Coordinate labeling data:

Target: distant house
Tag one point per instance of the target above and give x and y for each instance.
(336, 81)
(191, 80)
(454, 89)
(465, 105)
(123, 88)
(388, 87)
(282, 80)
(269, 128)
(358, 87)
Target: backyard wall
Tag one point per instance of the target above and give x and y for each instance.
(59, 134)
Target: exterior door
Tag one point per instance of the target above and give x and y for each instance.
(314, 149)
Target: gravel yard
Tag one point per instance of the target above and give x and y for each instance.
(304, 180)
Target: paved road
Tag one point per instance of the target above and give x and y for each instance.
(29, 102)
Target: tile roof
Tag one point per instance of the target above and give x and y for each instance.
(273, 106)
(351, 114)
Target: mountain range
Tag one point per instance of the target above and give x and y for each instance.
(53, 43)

WRITTEN PROBLEM: Copy every row above verbatim, keeping each line as it is.

SOLUTION TO THE EXERCISE:
Target: distant house
Tag one point per instance of the target above and give x and y for each instance.
(336, 81)
(191, 80)
(454, 89)
(465, 105)
(123, 88)
(388, 87)
(282, 80)
(269, 128)
(358, 87)
Target: backyard wall
Tag one point per instance of the target above and give x and y for each instance.
(59, 134)
Target: exterior door
Tag one point per instance of the target above and give x and y for each instance.
(314, 149)
Target: gravel yard
Tag one point per instance of the target above and give x and y for each instance.
(304, 180)
Target: paved road
Tag one point per instance of the target above and give x and y for each instance.
(29, 102)
Target: tile roof
Tag one point per instance of the target above and give x and y for each instance.
(273, 106)
(351, 114)
Target: mountain range
Tag one point per instance of the target above and give x and y for each instance.
(53, 43)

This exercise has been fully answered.